* [What you should do] Copy the lines of the listing below word for word, starting at the line that contains "Find the dark blue" and stopping after the line that contains "Please outline every instance of the dark blue".

* [Record list]
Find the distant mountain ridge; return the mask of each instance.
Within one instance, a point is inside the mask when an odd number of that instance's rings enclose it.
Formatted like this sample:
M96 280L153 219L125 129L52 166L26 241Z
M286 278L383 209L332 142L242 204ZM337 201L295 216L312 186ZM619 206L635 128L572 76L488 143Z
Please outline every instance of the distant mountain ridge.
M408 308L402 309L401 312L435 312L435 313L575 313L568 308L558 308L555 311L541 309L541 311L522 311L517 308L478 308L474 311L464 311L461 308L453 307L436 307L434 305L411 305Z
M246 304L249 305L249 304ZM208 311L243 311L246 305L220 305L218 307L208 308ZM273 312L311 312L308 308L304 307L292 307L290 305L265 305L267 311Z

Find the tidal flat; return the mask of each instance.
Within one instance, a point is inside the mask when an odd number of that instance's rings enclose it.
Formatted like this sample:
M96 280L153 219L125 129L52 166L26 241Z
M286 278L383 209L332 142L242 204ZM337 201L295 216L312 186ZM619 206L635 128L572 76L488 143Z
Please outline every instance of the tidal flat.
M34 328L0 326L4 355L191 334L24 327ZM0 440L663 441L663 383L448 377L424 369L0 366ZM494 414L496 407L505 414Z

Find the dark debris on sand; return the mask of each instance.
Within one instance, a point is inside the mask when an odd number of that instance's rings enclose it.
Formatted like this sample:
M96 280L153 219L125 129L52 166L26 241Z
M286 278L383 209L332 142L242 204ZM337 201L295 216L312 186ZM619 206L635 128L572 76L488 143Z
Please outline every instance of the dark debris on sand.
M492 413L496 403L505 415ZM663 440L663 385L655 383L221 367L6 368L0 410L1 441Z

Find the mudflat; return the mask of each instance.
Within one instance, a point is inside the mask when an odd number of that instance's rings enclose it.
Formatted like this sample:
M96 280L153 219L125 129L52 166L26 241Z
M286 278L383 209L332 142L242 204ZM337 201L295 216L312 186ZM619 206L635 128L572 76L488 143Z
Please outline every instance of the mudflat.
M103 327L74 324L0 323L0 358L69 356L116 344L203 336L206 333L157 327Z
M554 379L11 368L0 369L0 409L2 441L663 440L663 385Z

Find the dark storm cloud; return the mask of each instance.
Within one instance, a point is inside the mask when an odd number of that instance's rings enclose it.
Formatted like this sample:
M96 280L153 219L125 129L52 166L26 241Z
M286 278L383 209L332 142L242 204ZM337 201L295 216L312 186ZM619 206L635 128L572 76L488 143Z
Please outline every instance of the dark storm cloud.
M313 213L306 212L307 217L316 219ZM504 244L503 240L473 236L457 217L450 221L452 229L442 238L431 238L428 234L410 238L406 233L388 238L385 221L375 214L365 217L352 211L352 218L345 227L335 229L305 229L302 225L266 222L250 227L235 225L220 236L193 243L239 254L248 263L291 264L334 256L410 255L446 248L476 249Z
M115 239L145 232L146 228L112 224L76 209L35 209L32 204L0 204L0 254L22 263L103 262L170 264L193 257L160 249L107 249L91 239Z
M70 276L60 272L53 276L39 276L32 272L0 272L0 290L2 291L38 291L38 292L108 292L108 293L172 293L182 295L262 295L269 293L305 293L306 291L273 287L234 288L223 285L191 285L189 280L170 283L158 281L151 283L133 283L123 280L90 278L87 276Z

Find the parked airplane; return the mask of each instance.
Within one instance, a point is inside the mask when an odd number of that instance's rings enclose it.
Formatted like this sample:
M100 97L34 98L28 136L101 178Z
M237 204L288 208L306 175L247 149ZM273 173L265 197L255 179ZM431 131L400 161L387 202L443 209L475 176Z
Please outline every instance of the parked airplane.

==

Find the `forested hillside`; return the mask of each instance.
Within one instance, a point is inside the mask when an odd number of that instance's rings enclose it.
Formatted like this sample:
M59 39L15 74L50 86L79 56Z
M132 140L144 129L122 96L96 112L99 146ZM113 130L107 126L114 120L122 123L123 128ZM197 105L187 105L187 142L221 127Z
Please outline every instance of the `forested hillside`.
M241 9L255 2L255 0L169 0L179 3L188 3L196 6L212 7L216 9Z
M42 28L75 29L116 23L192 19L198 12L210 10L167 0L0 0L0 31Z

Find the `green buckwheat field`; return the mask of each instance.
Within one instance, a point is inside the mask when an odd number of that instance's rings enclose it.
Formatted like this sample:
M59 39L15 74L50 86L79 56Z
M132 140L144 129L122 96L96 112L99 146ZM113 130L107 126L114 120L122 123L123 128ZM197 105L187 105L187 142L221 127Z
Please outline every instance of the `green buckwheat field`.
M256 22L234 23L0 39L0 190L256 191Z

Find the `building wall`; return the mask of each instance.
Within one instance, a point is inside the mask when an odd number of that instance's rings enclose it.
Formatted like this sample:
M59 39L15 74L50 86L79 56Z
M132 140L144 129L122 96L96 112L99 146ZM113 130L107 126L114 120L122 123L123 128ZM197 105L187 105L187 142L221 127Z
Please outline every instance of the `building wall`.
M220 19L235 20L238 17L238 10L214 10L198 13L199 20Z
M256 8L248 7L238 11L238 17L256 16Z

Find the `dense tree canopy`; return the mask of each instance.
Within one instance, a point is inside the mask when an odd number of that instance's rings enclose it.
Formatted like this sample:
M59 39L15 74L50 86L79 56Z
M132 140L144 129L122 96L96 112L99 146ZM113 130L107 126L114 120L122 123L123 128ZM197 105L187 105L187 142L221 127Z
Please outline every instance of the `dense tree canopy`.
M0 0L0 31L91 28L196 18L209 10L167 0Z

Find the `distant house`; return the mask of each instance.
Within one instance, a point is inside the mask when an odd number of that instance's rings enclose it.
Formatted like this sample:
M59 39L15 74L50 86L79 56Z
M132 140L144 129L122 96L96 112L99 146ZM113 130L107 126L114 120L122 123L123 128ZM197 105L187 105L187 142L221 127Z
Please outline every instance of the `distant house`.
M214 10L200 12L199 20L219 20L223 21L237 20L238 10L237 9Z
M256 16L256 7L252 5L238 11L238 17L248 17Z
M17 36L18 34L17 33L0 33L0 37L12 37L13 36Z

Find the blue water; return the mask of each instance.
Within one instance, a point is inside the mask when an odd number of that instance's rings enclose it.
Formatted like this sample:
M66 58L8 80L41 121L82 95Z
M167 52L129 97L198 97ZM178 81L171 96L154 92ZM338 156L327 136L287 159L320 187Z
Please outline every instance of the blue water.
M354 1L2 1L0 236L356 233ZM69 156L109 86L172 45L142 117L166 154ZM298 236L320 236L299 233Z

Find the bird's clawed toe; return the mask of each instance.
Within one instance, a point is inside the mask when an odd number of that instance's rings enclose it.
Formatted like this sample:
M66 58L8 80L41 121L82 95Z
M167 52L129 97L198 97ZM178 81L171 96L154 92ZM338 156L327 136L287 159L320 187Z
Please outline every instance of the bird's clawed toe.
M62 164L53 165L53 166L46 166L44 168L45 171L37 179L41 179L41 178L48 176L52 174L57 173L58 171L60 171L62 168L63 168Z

...

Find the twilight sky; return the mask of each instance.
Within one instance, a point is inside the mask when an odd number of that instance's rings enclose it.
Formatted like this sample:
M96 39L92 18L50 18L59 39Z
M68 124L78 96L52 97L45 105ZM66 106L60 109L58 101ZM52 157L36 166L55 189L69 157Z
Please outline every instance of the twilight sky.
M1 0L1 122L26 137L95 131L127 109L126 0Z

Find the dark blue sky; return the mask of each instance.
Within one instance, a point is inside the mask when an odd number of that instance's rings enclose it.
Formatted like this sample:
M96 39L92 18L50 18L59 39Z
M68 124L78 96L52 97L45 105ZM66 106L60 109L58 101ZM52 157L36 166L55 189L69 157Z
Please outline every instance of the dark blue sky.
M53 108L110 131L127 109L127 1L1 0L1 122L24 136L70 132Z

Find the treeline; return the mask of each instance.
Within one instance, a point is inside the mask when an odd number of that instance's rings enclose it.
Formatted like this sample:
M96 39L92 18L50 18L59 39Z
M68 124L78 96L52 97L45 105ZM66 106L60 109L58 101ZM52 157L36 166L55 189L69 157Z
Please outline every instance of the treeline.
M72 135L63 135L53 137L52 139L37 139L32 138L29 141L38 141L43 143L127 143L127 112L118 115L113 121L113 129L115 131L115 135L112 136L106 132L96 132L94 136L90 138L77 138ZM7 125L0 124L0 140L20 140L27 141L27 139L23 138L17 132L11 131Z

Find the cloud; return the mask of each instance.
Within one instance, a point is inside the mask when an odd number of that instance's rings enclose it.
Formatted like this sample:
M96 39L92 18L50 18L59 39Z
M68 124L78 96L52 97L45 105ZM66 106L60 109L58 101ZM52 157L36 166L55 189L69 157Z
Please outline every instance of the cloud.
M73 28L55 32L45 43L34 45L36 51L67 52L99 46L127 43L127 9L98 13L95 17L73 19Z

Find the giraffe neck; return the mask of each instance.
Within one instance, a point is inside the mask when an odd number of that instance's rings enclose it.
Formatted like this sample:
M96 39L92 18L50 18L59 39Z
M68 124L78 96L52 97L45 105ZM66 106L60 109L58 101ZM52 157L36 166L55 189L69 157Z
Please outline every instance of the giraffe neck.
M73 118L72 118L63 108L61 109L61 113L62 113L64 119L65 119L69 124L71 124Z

* [Result]
Find the dark blue sky; return the mask of each instance.
Within one instance, a point is inside the mask when an odd number of that instance's rings enclose it.
Formatted like this sample:
M96 39L92 18L50 18L59 39Z
M68 124L78 96L52 97L45 105ZM66 106L60 109L58 101ZM52 157L36 166L55 189L69 157Z
Please outline every instance of the dark blue sky.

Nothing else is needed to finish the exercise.